ЗАДАНИЯ ДЛЯ ВЫПОЛНЕНИЯ ▸
[A] Чем, согласно тексту о постройке судов, рабочих заставляют заменять чеканку?
[B] Преобразуйте строки записей, начиная с самой первой и заканчивая строкой, в которой есть «Query: dark car on road», в таблицу Markdown со столбцами «№» (номер строки) и «Строка». Пустые строки в таблицу не включайте.

ТЕКСТ ▸
События на Дальнем Востоке вызвали усиленную деятельность казенных и частных заводов. Капиталисты получают значительный доход от этих заказов. Строители судов и заводская администрация получают официально большие премии и награды, а неофициально — с каждого построенного судна имеют незаконный доход. Постройка судов, являющихся, по мнению правительства, мощной морской силой, происходит на глазах рабочих, и они ясно видят, как целая шайка, от начальников заводов казенных и директоров заводов частных вплоть до подмастерьев и низших служащих, грабит народные деньги и заставляет рабочих строить суда, явно негодные для дальнего плавания, с свинцовыми заклепками и шпаклевками швов вместо чеканки. Заработок рабочих от обильных казенных заказов нисколько не увеличился, и гнусная эксплоатация бесправной массы производится самым возмутительным образом.

ИСХОДНЫЕ ДАННЫЕ ▸
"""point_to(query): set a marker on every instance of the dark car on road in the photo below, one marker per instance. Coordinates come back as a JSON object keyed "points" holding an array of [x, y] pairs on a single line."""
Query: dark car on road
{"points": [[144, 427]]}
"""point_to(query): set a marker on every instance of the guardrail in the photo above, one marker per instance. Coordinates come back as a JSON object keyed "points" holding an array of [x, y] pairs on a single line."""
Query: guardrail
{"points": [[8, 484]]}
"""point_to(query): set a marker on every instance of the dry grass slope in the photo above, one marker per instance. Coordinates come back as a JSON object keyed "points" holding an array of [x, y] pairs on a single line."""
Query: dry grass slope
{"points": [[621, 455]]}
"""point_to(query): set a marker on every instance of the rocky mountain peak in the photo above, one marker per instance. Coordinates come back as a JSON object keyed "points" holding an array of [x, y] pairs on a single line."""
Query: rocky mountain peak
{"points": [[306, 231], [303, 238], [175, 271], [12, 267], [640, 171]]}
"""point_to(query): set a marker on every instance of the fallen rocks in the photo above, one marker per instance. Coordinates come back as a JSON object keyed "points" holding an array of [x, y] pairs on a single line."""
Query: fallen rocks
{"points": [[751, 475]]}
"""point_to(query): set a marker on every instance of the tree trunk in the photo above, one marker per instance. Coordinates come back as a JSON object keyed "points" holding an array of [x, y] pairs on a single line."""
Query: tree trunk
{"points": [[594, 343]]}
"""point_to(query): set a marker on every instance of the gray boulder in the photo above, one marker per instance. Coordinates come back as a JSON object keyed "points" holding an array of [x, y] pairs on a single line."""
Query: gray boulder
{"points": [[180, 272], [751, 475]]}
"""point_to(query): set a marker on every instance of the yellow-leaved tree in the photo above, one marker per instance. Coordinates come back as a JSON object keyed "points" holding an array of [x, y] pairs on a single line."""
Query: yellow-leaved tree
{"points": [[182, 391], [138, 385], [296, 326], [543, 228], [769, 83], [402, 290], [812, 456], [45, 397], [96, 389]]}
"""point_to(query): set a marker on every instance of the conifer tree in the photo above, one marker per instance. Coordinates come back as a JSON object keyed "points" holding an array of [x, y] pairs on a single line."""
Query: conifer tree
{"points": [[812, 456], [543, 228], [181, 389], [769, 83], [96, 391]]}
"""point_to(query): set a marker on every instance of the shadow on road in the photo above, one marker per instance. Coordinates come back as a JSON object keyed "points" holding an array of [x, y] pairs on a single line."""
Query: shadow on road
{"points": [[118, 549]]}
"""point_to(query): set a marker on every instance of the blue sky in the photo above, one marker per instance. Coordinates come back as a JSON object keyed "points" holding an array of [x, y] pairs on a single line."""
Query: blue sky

ОТВЕТЫ К ЗАДАНИЯМ ▸
[A] Свинцовыми заклепками и шпаклевками швов.

[B]
| № | Строка |
|---|---|
| 1 | """point_to(query): set a marker on every instance of the dark car on road in the photo below, one marker per instance. Coordinates come back as a JSON object keyed "points" holding an array of [x, y] pairs on a single line.""" |
| 2 | Query: dark car on road |